= Task directions =
Collect each line below that contains the string "lattice", and reproduce those lines unchanged.

____ Input for this task

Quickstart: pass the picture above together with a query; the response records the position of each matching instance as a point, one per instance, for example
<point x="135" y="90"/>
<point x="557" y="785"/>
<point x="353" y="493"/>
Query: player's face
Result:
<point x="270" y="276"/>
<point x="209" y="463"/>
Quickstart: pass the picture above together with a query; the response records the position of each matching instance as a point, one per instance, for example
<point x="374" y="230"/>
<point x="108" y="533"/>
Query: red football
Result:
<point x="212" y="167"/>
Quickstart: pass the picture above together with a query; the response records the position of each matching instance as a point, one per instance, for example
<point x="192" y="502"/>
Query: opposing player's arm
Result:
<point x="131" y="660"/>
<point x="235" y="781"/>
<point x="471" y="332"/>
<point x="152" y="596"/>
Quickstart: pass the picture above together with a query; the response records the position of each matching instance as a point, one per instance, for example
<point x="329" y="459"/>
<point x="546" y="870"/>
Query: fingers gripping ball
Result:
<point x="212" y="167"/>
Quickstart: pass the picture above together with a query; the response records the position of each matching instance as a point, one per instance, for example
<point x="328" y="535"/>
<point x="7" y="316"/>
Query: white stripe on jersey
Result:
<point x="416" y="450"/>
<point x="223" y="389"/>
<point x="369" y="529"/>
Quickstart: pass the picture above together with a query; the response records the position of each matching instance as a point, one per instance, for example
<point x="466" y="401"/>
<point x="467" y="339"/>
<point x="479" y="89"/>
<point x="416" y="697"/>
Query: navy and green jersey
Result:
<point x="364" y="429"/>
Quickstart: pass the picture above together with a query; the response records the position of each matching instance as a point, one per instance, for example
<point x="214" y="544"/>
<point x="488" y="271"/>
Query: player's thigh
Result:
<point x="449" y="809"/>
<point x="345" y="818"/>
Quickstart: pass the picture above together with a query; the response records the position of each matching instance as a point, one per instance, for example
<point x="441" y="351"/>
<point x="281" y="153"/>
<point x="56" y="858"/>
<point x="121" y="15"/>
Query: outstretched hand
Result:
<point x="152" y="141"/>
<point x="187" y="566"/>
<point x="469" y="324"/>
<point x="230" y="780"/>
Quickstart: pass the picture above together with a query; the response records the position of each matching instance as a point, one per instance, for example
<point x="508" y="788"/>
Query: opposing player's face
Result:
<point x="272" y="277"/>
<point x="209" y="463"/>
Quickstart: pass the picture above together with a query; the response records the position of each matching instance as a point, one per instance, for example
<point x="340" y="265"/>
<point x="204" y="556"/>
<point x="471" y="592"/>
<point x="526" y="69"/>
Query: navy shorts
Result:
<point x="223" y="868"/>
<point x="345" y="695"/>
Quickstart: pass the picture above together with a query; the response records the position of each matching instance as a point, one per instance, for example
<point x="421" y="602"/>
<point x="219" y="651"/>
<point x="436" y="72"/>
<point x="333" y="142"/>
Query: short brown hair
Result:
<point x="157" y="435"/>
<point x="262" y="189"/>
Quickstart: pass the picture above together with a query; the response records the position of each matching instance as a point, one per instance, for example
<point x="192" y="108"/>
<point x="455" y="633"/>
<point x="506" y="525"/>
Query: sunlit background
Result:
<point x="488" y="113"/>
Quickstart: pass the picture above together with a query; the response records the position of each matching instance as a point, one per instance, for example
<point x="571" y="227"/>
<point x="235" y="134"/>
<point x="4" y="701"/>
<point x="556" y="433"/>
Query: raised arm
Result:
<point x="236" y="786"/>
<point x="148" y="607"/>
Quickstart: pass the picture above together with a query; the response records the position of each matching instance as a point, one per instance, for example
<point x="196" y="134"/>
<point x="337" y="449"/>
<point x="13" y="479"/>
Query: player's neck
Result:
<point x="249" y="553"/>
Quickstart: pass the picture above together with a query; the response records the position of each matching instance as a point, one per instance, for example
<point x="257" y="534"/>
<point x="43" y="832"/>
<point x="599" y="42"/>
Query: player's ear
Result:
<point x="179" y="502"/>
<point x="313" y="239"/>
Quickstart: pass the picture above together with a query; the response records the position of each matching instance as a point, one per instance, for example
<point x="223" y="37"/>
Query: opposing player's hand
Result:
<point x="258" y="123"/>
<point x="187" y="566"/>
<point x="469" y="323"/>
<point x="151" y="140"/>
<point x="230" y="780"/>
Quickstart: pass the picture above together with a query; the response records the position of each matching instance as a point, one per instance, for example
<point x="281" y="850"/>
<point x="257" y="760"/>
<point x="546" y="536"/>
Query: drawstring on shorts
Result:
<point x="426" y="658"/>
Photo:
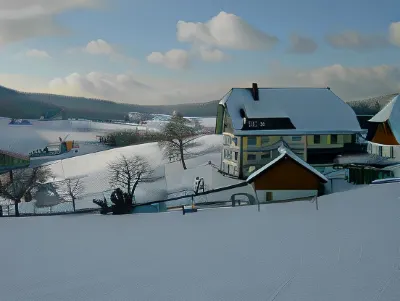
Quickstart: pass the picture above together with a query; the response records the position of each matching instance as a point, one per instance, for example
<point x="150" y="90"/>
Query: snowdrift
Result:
<point x="347" y="250"/>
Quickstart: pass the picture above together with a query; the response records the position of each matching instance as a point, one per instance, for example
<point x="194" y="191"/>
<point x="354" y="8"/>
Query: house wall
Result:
<point x="298" y="144"/>
<point x="326" y="141"/>
<point x="283" y="195"/>
<point x="384" y="135"/>
<point x="287" y="175"/>
<point x="392" y="152"/>
<point x="231" y="157"/>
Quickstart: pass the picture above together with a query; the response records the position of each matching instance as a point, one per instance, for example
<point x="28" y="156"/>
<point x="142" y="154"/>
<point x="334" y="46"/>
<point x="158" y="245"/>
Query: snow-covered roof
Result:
<point x="283" y="153"/>
<point x="309" y="109"/>
<point x="384" y="114"/>
<point x="390" y="113"/>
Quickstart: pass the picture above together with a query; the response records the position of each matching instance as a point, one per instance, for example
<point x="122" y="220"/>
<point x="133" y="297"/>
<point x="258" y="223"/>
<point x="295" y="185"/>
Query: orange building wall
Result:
<point x="384" y="135"/>
<point x="287" y="175"/>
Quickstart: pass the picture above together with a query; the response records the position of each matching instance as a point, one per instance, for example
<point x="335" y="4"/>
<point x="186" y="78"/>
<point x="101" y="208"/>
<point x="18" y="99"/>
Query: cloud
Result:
<point x="173" y="59"/>
<point x="394" y="33"/>
<point x="99" y="47"/>
<point x="129" y="88"/>
<point x="102" y="47"/>
<point x="225" y="31"/>
<point x="35" y="53"/>
<point x="356" y="41"/>
<point x="348" y="83"/>
<point x="212" y="55"/>
<point x="23" y="19"/>
<point x="302" y="45"/>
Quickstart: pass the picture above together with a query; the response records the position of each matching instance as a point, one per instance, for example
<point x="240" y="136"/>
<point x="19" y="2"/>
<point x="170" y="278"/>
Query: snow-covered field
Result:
<point x="93" y="168"/>
<point x="348" y="250"/>
<point x="25" y="138"/>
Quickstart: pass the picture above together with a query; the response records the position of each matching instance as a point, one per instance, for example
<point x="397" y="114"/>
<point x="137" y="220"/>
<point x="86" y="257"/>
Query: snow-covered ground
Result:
<point x="347" y="250"/>
<point x="25" y="138"/>
<point x="93" y="169"/>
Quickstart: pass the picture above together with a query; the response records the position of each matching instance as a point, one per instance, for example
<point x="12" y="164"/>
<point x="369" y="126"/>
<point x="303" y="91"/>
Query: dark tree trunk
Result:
<point x="16" y="207"/>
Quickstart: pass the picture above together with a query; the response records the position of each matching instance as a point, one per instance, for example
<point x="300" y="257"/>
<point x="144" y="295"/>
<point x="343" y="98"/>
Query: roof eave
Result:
<point x="239" y="132"/>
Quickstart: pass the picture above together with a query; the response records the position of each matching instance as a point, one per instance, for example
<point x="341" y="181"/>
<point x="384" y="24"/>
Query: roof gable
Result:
<point x="391" y="114"/>
<point x="285" y="152"/>
<point x="309" y="109"/>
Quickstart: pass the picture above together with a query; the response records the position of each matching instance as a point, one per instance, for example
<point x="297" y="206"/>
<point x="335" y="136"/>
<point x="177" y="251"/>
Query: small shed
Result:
<point x="287" y="177"/>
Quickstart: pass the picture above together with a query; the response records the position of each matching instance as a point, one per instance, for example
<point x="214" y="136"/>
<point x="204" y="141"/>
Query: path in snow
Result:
<point x="347" y="250"/>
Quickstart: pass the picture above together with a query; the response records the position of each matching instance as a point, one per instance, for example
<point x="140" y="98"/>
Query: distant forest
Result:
<point x="15" y="104"/>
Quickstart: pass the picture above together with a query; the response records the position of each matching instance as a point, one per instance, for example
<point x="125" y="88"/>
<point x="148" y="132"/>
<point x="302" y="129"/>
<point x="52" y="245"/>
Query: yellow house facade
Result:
<point x="243" y="155"/>
<point x="255" y="122"/>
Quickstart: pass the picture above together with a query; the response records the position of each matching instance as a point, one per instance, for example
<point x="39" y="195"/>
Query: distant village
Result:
<point x="287" y="143"/>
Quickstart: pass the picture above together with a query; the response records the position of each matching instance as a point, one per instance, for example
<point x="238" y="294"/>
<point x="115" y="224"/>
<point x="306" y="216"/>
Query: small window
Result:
<point x="251" y="157"/>
<point x="266" y="156"/>
<point x="265" y="140"/>
<point x="252" y="141"/>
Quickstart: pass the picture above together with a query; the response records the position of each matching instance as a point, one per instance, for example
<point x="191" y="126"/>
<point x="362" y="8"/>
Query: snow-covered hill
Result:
<point x="25" y="138"/>
<point x="347" y="250"/>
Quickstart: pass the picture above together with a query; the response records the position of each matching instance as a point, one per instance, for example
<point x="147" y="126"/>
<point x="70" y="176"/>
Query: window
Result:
<point x="266" y="156"/>
<point x="252" y="141"/>
<point x="265" y="140"/>
<point x="251" y="157"/>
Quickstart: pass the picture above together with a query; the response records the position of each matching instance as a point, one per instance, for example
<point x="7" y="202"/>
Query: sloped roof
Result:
<point x="391" y="114"/>
<point x="283" y="153"/>
<point x="309" y="109"/>
<point x="384" y="114"/>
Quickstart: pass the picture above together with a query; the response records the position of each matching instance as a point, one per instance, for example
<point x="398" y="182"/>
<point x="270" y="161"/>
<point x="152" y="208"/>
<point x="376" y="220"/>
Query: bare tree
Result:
<point x="23" y="183"/>
<point x="178" y="137"/>
<point x="71" y="189"/>
<point x="127" y="172"/>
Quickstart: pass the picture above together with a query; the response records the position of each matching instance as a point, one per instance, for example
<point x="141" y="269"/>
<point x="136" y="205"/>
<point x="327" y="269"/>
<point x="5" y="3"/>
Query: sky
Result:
<point x="183" y="51"/>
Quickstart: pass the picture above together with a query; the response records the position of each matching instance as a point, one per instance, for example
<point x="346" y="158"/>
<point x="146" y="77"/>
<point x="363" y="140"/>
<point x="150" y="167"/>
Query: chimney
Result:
<point x="254" y="91"/>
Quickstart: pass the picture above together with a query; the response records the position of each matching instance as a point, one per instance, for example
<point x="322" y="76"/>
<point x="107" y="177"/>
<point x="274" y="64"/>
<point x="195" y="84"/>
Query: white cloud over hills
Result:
<point x="224" y="31"/>
<point x="22" y="19"/>
<point x="348" y="83"/>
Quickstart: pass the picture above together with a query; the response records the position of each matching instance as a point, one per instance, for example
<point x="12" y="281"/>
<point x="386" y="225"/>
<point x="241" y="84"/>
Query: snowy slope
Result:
<point x="24" y="139"/>
<point x="93" y="167"/>
<point x="348" y="250"/>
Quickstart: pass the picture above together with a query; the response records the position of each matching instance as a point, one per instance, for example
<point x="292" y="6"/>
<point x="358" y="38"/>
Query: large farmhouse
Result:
<point x="314" y="123"/>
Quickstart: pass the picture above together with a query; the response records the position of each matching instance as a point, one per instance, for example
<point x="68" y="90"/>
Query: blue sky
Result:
<point x="345" y="44"/>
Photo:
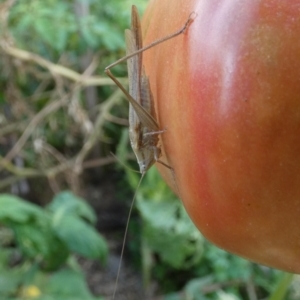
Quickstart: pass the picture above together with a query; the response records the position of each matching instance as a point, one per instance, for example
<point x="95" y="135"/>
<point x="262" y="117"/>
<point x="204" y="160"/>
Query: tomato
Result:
<point x="228" y="93"/>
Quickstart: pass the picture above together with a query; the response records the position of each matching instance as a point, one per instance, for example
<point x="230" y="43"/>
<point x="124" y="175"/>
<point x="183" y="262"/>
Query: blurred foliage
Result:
<point x="44" y="241"/>
<point x="51" y="119"/>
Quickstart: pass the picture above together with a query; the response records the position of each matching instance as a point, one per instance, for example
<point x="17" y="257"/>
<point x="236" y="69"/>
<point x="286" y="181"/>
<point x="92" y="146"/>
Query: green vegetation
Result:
<point x="57" y="109"/>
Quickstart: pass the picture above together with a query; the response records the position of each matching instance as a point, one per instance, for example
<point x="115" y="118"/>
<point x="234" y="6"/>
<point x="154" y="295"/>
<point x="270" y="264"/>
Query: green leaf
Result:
<point x="68" y="284"/>
<point x="39" y="242"/>
<point x="67" y="203"/>
<point x="15" y="209"/>
<point x="81" y="237"/>
<point x="169" y="232"/>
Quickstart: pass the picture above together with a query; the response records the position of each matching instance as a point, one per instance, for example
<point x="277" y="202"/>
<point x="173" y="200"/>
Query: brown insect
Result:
<point x="143" y="128"/>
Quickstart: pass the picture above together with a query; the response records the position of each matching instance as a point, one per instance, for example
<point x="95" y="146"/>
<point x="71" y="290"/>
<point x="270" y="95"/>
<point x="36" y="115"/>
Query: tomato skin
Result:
<point x="228" y="92"/>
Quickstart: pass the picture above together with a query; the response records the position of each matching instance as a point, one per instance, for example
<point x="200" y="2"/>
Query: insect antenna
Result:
<point x="125" y="236"/>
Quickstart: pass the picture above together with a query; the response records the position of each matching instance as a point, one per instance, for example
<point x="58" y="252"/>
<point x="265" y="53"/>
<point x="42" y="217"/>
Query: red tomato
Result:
<point x="228" y="92"/>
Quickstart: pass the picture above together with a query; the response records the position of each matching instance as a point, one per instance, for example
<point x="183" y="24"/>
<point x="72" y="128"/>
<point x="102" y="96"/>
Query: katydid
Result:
<point x="144" y="129"/>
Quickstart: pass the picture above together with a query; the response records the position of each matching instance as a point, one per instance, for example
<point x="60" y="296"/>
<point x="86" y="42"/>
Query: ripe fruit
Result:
<point x="228" y="92"/>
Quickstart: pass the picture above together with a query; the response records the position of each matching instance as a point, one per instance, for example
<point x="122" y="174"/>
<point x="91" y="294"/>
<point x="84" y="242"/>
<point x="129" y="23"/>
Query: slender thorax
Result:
<point x="144" y="129"/>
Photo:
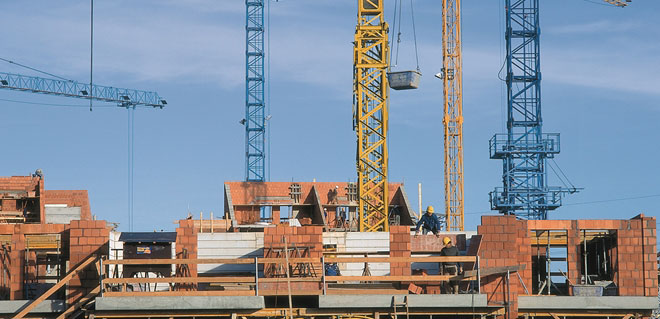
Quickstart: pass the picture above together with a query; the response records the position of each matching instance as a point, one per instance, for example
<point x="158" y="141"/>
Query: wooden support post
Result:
<point x="256" y="276"/>
<point x="53" y="289"/>
<point x="288" y="279"/>
<point x="80" y="303"/>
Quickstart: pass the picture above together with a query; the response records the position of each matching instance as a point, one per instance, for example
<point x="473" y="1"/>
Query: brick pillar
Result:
<point x="276" y="215"/>
<point x="310" y="237"/>
<point x="17" y="257"/>
<point x="630" y="258"/>
<point x="400" y="246"/>
<point x="186" y="238"/>
<point x="573" y="252"/>
<point x="649" y="256"/>
<point x="500" y="247"/>
<point x="86" y="238"/>
<point x="524" y="244"/>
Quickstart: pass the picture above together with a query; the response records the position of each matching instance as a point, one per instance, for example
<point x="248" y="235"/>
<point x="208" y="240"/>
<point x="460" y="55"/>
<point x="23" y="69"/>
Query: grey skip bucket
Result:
<point x="404" y="80"/>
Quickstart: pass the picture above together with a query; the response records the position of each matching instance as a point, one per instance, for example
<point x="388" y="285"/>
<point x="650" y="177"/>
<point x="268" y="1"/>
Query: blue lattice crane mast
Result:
<point x="123" y="97"/>
<point x="524" y="148"/>
<point x="255" y="120"/>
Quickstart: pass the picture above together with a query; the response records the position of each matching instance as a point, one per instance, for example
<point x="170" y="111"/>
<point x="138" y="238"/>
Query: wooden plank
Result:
<point x="291" y="260"/>
<point x="57" y="286"/>
<point x="392" y="278"/>
<point x="179" y="280"/>
<point x="178" y="293"/>
<point x="92" y="294"/>
<point x="401" y="259"/>
<point x="494" y="270"/>
<point x="179" y="261"/>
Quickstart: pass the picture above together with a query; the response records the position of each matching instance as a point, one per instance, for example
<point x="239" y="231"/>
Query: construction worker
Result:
<point x="450" y="268"/>
<point x="429" y="223"/>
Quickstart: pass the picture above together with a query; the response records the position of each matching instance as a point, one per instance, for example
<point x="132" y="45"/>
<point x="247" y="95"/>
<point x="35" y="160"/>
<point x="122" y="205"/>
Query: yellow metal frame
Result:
<point x="452" y="62"/>
<point x="370" y="64"/>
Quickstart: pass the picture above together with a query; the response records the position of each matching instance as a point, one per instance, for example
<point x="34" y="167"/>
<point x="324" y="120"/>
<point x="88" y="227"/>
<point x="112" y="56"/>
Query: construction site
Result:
<point x="366" y="248"/>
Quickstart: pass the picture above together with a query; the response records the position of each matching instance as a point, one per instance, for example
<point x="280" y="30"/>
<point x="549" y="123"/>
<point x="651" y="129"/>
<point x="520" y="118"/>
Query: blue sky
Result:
<point x="601" y="91"/>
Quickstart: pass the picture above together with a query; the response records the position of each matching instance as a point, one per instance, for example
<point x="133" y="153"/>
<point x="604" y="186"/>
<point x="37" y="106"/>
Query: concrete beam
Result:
<point x="179" y="303"/>
<point x="586" y="303"/>
<point x="46" y="306"/>
<point x="414" y="301"/>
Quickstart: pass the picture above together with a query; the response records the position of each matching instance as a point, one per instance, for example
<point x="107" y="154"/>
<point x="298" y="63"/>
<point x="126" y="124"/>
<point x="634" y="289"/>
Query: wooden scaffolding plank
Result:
<point x="84" y="300"/>
<point x="53" y="289"/>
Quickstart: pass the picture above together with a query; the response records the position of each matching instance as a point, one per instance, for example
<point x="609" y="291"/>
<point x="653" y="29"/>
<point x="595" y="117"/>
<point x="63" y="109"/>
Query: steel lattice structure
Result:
<point x="255" y="128"/>
<point x="123" y="97"/>
<point x="370" y="66"/>
<point x="452" y="76"/>
<point x="524" y="148"/>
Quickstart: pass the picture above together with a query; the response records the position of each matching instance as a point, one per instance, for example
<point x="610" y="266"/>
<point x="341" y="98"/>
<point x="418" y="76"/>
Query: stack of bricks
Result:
<point x="32" y="185"/>
<point x="86" y="238"/>
<point x="499" y="247"/>
<point x="400" y="246"/>
<point x="307" y="239"/>
<point x="72" y="198"/>
<point x="186" y="240"/>
<point x="637" y="271"/>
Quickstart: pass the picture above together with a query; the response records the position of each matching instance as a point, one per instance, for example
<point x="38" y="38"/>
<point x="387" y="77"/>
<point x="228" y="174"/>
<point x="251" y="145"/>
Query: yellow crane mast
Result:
<point x="370" y="64"/>
<point x="452" y="77"/>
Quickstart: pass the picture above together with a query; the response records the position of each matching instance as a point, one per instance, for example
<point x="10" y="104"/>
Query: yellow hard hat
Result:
<point x="446" y="240"/>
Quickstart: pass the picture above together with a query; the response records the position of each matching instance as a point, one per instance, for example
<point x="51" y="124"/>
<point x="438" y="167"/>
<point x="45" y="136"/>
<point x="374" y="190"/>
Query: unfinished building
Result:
<point x="260" y="262"/>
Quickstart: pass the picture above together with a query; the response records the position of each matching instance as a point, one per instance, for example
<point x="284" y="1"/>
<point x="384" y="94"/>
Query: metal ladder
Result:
<point x="397" y="305"/>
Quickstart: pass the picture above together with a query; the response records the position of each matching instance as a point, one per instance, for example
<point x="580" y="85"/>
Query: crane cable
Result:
<point x="397" y="26"/>
<point x="36" y="70"/>
<point x="412" y="15"/>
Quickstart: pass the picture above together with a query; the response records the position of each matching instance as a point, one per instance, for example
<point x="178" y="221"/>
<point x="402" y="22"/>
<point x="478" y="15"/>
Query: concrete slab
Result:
<point x="47" y="306"/>
<point x="587" y="303"/>
<point x="414" y="301"/>
<point x="179" y="303"/>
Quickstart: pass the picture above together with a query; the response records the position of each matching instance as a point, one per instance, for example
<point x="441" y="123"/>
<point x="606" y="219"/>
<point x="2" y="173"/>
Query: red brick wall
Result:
<point x="431" y="243"/>
<point x="400" y="246"/>
<point x="34" y="186"/>
<point x="246" y="215"/>
<point x="16" y="261"/>
<point x="72" y="198"/>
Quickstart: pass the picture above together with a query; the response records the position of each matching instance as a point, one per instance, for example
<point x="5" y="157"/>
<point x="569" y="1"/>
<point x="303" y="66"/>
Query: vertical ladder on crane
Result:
<point x="370" y="64"/>
<point x="452" y="78"/>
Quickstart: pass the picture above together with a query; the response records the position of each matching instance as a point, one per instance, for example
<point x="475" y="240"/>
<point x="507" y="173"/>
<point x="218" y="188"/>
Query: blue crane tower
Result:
<point x="524" y="148"/>
<point x="254" y="121"/>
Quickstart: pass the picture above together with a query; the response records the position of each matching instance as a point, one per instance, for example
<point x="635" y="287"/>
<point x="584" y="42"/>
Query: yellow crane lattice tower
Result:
<point x="452" y="76"/>
<point x="370" y="64"/>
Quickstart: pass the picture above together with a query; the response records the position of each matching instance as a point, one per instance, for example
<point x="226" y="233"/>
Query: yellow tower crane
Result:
<point x="370" y="64"/>
<point x="452" y="78"/>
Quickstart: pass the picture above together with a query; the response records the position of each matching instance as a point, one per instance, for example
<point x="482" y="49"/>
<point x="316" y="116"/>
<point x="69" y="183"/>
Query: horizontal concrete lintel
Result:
<point x="414" y="301"/>
<point x="46" y="306"/>
<point x="179" y="303"/>
<point x="586" y="303"/>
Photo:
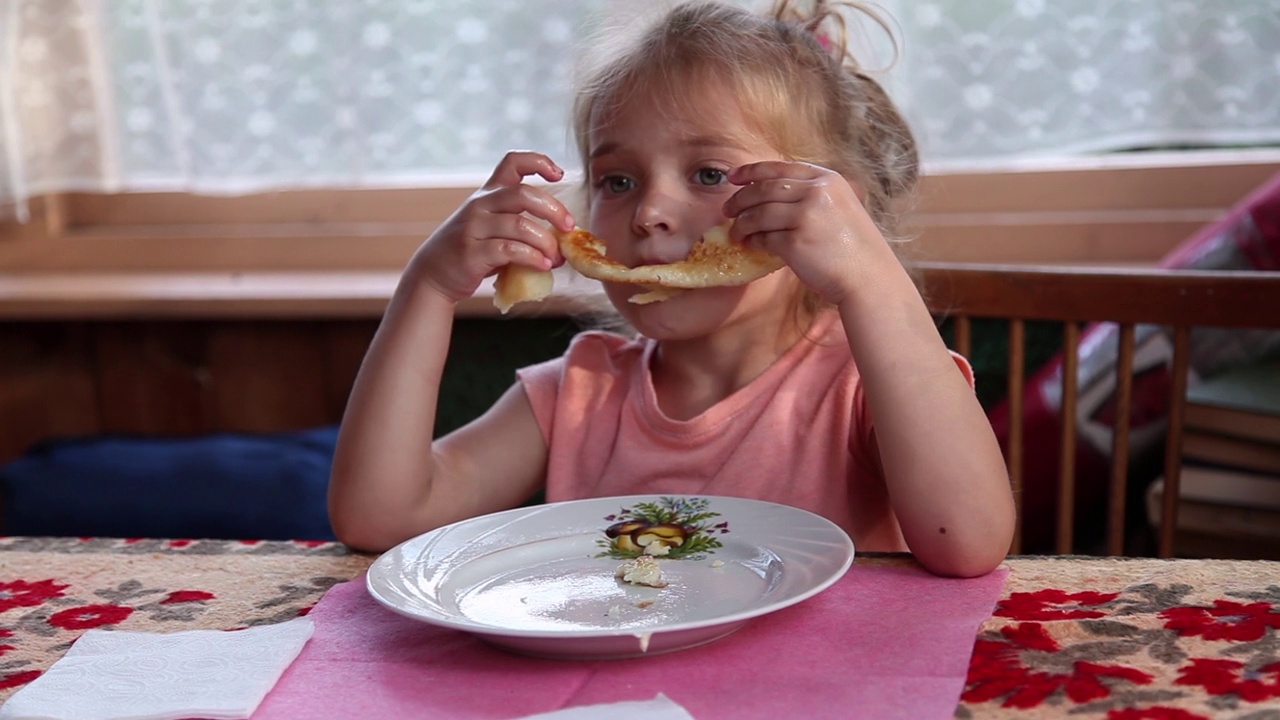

________

= Exercise answer =
Query: blue lattice crane mast
Query: steel lattice structure
Query: yellow crane lattice tower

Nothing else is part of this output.